● Requirement:
Restate the entries below word for word, omitting nothing.

● Data listing:
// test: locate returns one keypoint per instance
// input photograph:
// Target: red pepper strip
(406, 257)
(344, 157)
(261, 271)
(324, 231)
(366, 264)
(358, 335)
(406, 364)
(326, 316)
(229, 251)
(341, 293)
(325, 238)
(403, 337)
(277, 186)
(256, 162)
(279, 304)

● Answer for this exercise:
// test: locate returns one keypoint per instance
// input photograph:
// Target: red pepper strip
(406, 257)
(344, 157)
(261, 271)
(324, 231)
(366, 264)
(358, 335)
(406, 364)
(326, 316)
(229, 251)
(341, 293)
(325, 238)
(403, 337)
(277, 186)
(256, 162)
(279, 304)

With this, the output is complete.